Work out the number of lines with the word "wall" in the material below, then reply with that number only.

Data -
****************************************
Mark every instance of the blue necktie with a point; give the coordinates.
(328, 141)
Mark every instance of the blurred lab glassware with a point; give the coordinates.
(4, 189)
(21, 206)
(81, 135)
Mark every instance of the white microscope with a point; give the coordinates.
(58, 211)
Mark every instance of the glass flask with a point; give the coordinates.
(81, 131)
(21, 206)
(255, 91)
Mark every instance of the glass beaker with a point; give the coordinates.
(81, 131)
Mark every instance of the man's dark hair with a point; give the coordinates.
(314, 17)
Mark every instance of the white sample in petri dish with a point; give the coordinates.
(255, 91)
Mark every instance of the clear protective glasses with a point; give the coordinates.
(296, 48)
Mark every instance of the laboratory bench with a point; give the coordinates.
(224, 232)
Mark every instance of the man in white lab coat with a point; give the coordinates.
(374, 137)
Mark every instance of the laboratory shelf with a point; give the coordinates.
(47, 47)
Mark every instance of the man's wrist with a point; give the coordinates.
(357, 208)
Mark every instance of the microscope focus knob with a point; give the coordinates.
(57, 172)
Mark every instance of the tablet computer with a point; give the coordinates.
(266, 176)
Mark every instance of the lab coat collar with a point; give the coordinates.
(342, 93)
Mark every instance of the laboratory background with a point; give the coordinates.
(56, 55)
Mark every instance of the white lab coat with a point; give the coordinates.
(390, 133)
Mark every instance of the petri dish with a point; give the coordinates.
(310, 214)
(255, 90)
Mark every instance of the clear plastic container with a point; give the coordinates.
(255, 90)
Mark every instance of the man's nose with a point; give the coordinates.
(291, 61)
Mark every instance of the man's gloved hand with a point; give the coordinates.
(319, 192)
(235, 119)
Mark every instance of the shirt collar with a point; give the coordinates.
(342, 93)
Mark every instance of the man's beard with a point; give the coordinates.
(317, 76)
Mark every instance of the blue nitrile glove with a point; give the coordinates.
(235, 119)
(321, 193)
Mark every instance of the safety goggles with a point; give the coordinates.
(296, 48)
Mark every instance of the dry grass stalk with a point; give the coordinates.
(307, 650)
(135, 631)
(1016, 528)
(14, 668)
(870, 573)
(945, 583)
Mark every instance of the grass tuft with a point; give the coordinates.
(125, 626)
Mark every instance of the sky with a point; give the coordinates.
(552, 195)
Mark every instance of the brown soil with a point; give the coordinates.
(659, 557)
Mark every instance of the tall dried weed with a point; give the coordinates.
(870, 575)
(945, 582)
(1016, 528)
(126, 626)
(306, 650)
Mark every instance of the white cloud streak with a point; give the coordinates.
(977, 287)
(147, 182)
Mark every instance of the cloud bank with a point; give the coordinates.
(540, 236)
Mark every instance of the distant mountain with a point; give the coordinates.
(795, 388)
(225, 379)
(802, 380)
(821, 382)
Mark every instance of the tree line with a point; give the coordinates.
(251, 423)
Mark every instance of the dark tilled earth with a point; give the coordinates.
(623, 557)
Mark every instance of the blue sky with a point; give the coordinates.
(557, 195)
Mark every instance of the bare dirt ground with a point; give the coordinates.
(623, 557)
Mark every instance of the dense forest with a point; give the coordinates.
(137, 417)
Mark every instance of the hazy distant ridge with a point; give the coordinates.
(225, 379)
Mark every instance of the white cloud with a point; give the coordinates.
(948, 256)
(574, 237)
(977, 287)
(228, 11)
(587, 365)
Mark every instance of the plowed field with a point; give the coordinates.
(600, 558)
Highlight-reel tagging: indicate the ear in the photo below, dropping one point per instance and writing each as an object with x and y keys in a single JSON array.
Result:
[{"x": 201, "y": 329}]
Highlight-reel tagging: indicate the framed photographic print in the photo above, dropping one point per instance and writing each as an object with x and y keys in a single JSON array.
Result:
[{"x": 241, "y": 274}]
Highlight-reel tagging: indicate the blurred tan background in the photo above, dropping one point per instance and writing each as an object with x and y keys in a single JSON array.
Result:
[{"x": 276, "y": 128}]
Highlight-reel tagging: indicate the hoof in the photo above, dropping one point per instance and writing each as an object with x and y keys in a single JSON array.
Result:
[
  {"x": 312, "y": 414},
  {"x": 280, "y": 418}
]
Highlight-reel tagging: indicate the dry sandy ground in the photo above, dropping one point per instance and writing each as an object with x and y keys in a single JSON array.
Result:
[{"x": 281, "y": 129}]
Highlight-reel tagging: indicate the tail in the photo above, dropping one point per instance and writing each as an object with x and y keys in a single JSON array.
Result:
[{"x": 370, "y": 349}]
****************************************
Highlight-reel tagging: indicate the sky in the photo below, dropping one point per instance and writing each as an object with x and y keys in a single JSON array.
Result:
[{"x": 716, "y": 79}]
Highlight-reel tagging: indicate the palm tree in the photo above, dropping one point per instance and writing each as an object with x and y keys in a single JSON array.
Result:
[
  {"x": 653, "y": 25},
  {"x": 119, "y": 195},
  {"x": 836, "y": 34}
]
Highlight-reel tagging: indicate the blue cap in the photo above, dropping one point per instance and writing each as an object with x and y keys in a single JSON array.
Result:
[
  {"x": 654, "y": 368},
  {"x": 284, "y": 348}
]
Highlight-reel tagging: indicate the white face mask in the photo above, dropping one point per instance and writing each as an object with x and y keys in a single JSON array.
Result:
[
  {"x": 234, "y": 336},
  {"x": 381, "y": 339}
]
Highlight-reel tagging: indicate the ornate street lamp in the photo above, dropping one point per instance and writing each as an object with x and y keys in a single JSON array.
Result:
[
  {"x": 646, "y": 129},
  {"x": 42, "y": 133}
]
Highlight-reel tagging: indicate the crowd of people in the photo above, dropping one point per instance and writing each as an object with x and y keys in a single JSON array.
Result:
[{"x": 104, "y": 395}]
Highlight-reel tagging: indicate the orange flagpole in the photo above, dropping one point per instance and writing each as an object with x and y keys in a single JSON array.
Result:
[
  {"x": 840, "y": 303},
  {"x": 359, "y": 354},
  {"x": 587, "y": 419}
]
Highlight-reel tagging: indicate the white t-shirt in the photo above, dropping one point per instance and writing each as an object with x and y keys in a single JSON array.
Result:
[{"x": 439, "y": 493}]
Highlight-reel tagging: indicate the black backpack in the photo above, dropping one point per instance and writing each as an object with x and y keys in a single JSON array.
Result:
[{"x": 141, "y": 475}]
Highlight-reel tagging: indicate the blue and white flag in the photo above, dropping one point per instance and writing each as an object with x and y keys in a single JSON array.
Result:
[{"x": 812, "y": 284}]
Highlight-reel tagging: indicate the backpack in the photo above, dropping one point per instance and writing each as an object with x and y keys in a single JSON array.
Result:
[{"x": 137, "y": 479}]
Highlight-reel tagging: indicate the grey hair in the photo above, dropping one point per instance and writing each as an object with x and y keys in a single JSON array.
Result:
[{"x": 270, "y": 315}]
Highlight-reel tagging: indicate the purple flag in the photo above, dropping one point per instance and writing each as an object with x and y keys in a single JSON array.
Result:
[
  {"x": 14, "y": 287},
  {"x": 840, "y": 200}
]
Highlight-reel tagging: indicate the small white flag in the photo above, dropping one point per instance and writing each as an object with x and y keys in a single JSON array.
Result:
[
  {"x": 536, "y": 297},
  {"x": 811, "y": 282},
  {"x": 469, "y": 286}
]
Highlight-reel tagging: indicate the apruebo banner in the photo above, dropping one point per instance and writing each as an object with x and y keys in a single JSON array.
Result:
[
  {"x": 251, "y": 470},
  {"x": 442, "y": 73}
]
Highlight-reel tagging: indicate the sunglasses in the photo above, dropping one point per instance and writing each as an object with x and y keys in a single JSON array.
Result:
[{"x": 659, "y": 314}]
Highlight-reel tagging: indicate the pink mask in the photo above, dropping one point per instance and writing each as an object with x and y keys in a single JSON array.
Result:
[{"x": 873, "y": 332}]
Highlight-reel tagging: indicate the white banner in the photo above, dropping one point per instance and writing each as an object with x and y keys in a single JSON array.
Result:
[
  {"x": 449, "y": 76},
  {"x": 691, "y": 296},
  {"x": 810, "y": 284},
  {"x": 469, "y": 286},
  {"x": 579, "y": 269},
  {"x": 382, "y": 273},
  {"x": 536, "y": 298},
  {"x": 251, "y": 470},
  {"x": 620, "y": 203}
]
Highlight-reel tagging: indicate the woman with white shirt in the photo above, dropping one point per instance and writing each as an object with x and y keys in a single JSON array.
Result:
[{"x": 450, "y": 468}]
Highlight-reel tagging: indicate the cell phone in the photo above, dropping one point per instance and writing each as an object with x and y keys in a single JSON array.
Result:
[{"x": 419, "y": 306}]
****************************************
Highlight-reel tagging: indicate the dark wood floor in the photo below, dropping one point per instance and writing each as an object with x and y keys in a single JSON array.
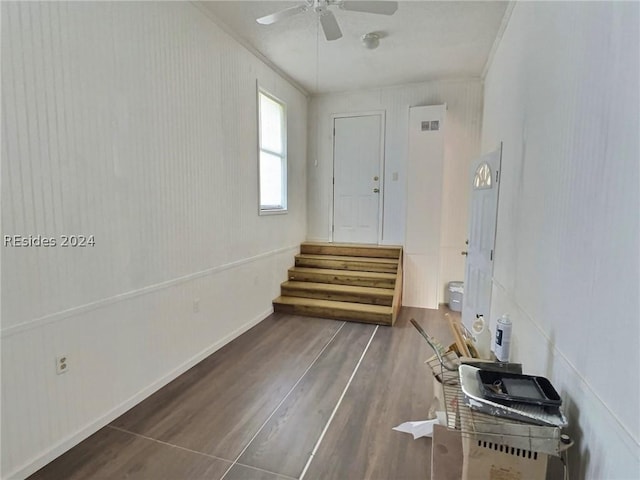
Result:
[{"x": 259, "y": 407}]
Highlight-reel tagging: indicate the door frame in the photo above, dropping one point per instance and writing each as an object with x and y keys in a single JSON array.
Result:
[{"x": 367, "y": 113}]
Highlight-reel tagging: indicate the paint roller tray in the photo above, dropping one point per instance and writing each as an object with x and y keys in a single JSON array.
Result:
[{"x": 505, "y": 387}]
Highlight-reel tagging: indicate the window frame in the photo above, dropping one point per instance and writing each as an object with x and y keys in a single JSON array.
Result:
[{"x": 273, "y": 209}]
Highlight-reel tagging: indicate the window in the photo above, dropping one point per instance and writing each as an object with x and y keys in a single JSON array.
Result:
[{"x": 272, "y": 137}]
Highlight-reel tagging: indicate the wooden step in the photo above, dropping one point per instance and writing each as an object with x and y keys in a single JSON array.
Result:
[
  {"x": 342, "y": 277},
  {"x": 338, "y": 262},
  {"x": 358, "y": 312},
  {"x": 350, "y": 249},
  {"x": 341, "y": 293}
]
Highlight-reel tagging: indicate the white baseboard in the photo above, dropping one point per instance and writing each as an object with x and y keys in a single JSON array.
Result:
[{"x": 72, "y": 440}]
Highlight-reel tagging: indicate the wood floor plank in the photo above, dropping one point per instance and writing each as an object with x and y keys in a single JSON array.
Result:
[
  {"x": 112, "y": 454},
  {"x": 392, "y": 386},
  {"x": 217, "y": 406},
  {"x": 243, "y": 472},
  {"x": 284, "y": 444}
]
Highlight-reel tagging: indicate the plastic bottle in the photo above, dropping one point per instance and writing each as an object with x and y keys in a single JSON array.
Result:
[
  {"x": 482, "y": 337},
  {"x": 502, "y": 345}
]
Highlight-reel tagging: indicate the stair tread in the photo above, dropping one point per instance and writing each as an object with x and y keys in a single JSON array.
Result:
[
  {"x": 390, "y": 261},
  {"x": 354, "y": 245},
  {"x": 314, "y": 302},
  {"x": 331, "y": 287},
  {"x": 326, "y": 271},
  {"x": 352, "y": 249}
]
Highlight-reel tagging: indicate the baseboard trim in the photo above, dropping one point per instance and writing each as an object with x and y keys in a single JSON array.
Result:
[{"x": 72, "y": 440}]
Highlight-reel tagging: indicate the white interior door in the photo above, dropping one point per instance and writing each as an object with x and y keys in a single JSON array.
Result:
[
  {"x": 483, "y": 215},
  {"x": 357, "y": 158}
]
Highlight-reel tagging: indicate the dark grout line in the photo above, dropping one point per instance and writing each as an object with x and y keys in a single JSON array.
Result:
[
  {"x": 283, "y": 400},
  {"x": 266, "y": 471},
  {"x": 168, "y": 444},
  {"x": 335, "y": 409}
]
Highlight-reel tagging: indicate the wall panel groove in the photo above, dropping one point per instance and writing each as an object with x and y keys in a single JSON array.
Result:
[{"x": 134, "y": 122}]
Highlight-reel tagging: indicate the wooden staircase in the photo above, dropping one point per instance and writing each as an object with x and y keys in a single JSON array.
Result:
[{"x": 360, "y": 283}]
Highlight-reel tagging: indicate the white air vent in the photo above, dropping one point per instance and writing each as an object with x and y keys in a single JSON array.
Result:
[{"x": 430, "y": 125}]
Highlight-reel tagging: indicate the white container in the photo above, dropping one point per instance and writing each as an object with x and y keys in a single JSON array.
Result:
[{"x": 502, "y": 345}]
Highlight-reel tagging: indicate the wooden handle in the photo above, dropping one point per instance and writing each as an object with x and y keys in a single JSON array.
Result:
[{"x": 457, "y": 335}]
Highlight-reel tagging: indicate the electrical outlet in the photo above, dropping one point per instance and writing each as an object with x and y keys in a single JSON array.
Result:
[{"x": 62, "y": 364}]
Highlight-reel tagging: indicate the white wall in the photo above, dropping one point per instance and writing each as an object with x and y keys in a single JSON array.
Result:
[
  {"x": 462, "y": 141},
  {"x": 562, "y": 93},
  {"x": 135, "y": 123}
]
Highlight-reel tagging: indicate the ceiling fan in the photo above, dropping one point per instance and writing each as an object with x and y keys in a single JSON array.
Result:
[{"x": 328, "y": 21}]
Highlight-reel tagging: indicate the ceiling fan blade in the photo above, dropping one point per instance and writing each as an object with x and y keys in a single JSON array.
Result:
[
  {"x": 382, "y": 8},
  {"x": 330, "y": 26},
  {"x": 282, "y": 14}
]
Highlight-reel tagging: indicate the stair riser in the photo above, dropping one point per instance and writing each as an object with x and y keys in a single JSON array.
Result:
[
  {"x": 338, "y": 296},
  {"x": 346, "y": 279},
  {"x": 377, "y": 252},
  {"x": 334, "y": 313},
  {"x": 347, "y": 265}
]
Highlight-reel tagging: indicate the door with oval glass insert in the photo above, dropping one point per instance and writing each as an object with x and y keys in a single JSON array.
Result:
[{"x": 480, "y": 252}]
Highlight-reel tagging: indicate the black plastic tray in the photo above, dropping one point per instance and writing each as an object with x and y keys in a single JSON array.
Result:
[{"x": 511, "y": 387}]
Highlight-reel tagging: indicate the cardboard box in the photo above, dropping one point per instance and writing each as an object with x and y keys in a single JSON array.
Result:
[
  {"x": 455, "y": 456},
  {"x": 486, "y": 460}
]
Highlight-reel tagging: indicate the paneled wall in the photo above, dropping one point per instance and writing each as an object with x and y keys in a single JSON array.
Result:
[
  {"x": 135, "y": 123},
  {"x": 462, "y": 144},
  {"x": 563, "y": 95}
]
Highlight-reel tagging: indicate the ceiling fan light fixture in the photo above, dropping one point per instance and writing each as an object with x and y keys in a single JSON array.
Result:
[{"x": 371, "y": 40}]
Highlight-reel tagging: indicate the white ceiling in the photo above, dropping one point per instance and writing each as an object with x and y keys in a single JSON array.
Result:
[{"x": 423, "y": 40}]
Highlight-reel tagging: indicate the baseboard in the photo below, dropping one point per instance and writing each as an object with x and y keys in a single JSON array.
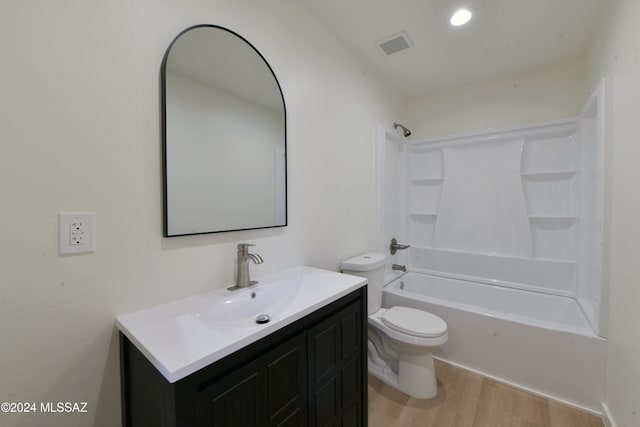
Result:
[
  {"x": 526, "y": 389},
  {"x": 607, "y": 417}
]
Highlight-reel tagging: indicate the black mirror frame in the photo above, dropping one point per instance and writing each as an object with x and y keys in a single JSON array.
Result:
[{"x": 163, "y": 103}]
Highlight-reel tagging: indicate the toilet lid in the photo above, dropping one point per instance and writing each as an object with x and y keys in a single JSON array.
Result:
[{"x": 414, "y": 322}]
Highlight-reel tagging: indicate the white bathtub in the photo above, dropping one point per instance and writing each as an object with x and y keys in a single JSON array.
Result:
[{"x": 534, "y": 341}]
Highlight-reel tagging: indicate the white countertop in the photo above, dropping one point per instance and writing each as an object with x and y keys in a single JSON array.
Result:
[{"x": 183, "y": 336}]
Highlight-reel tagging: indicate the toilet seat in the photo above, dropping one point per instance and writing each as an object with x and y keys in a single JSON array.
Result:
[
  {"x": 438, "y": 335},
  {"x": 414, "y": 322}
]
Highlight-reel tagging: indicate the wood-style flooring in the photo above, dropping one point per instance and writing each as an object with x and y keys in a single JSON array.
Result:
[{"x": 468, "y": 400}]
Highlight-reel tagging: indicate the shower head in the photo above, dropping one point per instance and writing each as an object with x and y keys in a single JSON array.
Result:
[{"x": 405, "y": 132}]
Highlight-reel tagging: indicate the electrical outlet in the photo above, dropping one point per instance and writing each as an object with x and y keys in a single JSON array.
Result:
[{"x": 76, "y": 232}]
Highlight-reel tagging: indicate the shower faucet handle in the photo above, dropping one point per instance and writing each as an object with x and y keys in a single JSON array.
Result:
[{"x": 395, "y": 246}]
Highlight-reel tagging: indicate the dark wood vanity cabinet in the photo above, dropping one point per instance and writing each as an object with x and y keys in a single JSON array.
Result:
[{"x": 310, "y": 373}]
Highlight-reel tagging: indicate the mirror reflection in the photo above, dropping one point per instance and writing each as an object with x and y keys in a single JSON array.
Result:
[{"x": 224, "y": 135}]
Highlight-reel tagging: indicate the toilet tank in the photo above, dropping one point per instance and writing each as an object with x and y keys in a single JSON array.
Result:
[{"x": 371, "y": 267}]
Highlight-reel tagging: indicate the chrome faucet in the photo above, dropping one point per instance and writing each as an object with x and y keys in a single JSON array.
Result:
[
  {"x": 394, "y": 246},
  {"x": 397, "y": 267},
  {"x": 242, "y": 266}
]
****************************************
Response area - 3